Find every line below where the string "lake" shows up, and copy those lines.

Records excerpted from a collection ->
***

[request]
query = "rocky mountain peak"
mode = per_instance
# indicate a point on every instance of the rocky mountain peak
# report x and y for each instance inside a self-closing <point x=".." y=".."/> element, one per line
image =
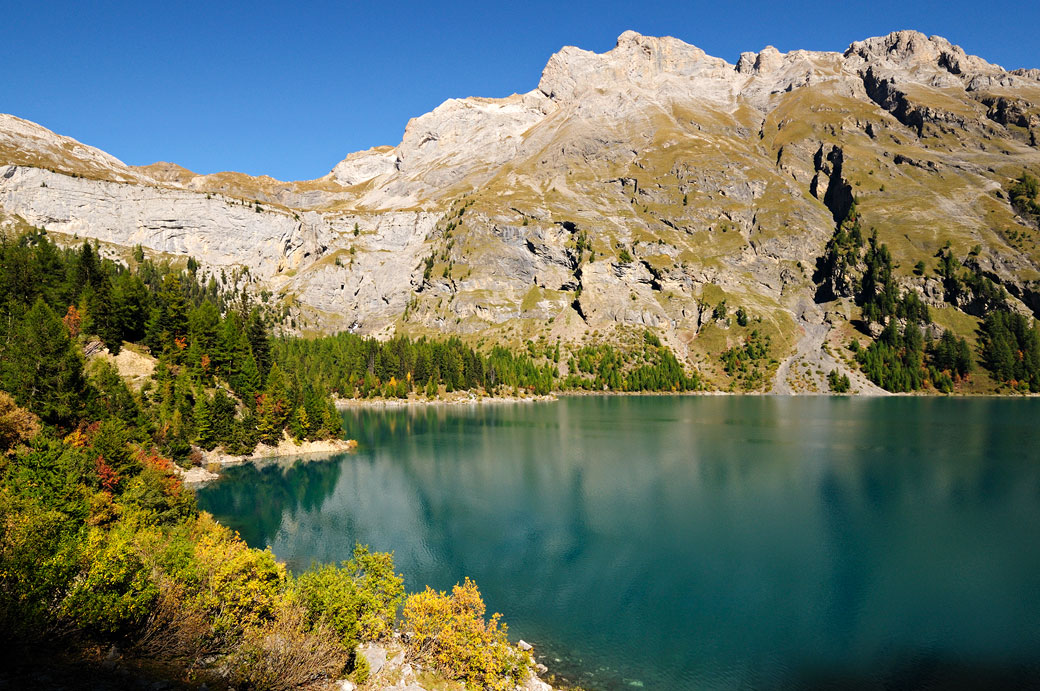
<point x="914" y="51"/>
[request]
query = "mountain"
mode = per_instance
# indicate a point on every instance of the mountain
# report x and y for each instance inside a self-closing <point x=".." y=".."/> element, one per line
<point x="632" y="189"/>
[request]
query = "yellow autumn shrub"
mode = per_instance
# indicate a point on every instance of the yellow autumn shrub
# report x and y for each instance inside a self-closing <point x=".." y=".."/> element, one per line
<point x="449" y="633"/>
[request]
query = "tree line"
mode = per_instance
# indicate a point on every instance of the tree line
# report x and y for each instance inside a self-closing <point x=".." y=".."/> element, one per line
<point x="101" y="545"/>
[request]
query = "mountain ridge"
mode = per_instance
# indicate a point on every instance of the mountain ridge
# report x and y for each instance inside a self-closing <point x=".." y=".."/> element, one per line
<point x="511" y="219"/>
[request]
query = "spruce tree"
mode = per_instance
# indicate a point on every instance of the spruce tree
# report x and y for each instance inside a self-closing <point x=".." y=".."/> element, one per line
<point x="42" y="367"/>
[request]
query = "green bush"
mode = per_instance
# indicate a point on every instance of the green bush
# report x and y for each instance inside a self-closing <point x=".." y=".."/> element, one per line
<point x="113" y="591"/>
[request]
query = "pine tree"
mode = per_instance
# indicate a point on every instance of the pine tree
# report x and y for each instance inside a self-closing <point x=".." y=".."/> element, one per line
<point x="42" y="368"/>
<point x="205" y="435"/>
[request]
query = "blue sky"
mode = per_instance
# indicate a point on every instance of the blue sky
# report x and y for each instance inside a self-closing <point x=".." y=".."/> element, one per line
<point x="271" y="87"/>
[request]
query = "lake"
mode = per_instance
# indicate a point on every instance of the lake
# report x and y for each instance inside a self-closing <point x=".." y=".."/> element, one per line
<point x="698" y="542"/>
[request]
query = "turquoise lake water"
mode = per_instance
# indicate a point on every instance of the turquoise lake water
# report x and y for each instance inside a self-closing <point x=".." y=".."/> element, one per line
<point x="690" y="542"/>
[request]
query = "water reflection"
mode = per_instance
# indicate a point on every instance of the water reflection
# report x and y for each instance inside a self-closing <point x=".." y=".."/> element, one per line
<point x="699" y="542"/>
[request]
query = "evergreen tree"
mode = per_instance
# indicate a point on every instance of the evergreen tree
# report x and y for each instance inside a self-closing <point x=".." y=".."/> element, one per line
<point x="205" y="434"/>
<point x="42" y="367"/>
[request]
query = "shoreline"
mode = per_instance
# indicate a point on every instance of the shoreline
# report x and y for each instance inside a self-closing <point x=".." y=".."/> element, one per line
<point x="214" y="461"/>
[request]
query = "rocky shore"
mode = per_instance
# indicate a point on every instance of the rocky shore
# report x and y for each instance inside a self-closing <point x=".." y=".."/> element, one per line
<point x="389" y="669"/>
<point x="456" y="399"/>
<point x="213" y="461"/>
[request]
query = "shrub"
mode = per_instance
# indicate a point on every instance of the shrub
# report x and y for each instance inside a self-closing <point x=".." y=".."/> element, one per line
<point x="286" y="654"/>
<point x="17" y="425"/>
<point x="239" y="587"/>
<point x="113" y="592"/>
<point x="449" y="632"/>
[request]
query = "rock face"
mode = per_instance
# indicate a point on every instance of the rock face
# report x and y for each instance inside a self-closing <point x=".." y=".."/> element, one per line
<point x="627" y="190"/>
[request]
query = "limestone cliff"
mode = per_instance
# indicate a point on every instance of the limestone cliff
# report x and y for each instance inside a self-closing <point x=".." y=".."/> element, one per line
<point x="633" y="188"/>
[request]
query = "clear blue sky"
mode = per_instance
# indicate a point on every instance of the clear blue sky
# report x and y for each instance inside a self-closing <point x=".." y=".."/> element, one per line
<point x="273" y="87"/>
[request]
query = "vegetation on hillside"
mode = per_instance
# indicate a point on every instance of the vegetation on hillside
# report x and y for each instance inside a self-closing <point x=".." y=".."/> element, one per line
<point x="905" y="357"/>
<point x="355" y="366"/>
<point x="101" y="545"/>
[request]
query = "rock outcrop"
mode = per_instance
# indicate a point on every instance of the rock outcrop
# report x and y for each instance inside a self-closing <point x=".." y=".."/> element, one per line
<point x="626" y="190"/>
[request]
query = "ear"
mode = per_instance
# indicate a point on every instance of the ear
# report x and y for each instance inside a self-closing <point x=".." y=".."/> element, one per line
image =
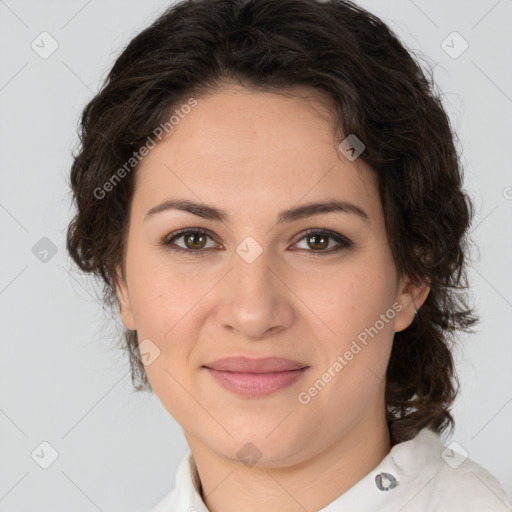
<point x="123" y="299"/>
<point x="411" y="297"/>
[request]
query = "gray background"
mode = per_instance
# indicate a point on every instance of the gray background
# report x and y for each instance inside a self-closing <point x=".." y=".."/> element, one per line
<point x="61" y="379"/>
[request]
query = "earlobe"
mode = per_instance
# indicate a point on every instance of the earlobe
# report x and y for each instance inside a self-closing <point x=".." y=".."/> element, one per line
<point x="123" y="298"/>
<point x="411" y="298"/>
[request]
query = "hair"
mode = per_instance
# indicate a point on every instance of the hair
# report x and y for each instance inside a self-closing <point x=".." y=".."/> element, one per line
<point x="378" y="92"/>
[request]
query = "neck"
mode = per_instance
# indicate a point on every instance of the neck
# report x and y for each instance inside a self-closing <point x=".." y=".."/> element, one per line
<point x="313" y="483"/>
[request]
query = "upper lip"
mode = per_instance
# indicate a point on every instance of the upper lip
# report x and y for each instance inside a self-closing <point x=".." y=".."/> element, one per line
<point x="258" y="365"/>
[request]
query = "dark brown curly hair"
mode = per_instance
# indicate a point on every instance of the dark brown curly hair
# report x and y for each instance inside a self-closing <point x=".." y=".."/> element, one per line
<point x="379" y="92"/>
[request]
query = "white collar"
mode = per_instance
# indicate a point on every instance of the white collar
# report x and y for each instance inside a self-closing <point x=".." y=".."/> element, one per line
<point x="419" y="475"/>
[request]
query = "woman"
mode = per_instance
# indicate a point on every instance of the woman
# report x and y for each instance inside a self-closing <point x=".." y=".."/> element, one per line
<point x="271" y="193"/>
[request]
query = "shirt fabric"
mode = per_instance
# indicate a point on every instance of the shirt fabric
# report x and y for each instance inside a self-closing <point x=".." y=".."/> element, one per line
<point x="419" y="475"/>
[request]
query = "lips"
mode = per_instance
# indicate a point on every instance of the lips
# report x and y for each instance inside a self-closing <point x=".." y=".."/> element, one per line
<point x="258" y="365"/>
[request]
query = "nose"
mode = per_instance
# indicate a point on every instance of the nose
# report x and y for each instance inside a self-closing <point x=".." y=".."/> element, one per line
<point x="254" y="300"/>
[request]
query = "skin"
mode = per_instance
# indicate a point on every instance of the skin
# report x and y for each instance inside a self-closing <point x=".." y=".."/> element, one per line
<point x="254" y="154"/>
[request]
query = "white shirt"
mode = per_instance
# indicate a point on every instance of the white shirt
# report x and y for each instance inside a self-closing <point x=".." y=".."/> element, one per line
<point x="419" y="475"/>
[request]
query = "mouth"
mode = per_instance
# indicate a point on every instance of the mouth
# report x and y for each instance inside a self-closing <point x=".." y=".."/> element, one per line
<point x="254" y="378"/>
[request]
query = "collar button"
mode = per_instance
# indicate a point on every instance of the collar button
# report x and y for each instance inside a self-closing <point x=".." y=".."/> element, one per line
<point x="385" y="481"/>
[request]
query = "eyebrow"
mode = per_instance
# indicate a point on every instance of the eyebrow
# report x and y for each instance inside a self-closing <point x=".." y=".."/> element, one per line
<point x="286" y="216"/>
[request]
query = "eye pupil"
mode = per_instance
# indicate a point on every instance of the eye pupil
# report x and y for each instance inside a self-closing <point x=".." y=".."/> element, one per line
<point x="195" y="245"/>
<point x="324" y="239"/>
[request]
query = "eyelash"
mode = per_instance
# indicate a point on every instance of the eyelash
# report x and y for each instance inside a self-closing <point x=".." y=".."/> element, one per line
<point x="168" y="241"/>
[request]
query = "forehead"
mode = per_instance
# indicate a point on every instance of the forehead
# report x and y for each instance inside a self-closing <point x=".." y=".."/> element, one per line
<point x="246" y="148"/>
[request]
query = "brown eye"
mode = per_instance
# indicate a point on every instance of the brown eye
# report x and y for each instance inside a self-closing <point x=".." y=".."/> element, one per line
<point x="194" y="241"/>
<point x="318" y="240"/>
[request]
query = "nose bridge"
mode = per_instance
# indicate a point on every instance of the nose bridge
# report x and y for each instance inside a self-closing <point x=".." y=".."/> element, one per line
<point x="253" y="301"/>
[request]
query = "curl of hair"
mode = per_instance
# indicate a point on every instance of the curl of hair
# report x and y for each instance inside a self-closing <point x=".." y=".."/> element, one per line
<point x="378" y="92"/>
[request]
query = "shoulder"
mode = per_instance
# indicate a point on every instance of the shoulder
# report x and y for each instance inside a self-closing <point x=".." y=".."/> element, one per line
<point x="469" y="485"/>
<point x="447" y="479"/>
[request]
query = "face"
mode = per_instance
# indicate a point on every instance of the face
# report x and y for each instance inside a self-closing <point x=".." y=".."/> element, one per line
<point x="302" y="287"/>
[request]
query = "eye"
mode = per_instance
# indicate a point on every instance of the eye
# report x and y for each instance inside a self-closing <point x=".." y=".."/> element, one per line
<point x="320" y="238"/>
<point x="195" y="241"/>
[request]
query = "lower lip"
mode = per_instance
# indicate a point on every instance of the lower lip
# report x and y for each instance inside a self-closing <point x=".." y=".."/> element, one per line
<point x="256" y="384"/>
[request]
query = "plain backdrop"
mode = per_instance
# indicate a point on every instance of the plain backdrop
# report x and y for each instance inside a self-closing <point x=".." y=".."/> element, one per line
<point x="61" y="380"/>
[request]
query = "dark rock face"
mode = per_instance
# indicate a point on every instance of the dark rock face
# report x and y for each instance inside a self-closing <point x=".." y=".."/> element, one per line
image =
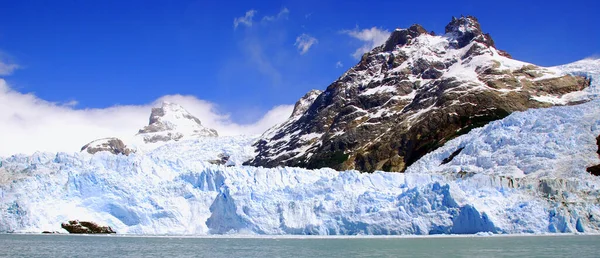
<point x="112" y="145"/>
<point x="451" y="157"/>
<point x="407" y="98"/>
<point x="595" y="170"/>
<point x="86" y="227"/>
<point x="222" y="159"/>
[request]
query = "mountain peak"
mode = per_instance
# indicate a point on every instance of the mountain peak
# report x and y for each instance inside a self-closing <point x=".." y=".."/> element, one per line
<point x="172" y="122"/>
<point x="466" y="29"/>
<point x="408" y="97"/>
<point x="304" y="103"/>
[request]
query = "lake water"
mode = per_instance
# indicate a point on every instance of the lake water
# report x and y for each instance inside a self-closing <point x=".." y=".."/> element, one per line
<point x="476" y="246"/>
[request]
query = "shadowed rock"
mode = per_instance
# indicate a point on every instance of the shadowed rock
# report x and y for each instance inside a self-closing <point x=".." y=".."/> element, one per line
<point x="408" y="97"/>
<point x="86" y="227"/>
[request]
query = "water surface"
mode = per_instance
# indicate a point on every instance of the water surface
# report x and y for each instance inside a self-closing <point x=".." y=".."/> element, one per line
<point x="580" y="246"/>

***

Result for this task ->
query = "lake"
# indicate a point on every instance of the lake
query = "turquoise lake water"
# indicate a point on every instance of the turquoise lake water
query = "lake water"
# indicate a point on every instance of the lake water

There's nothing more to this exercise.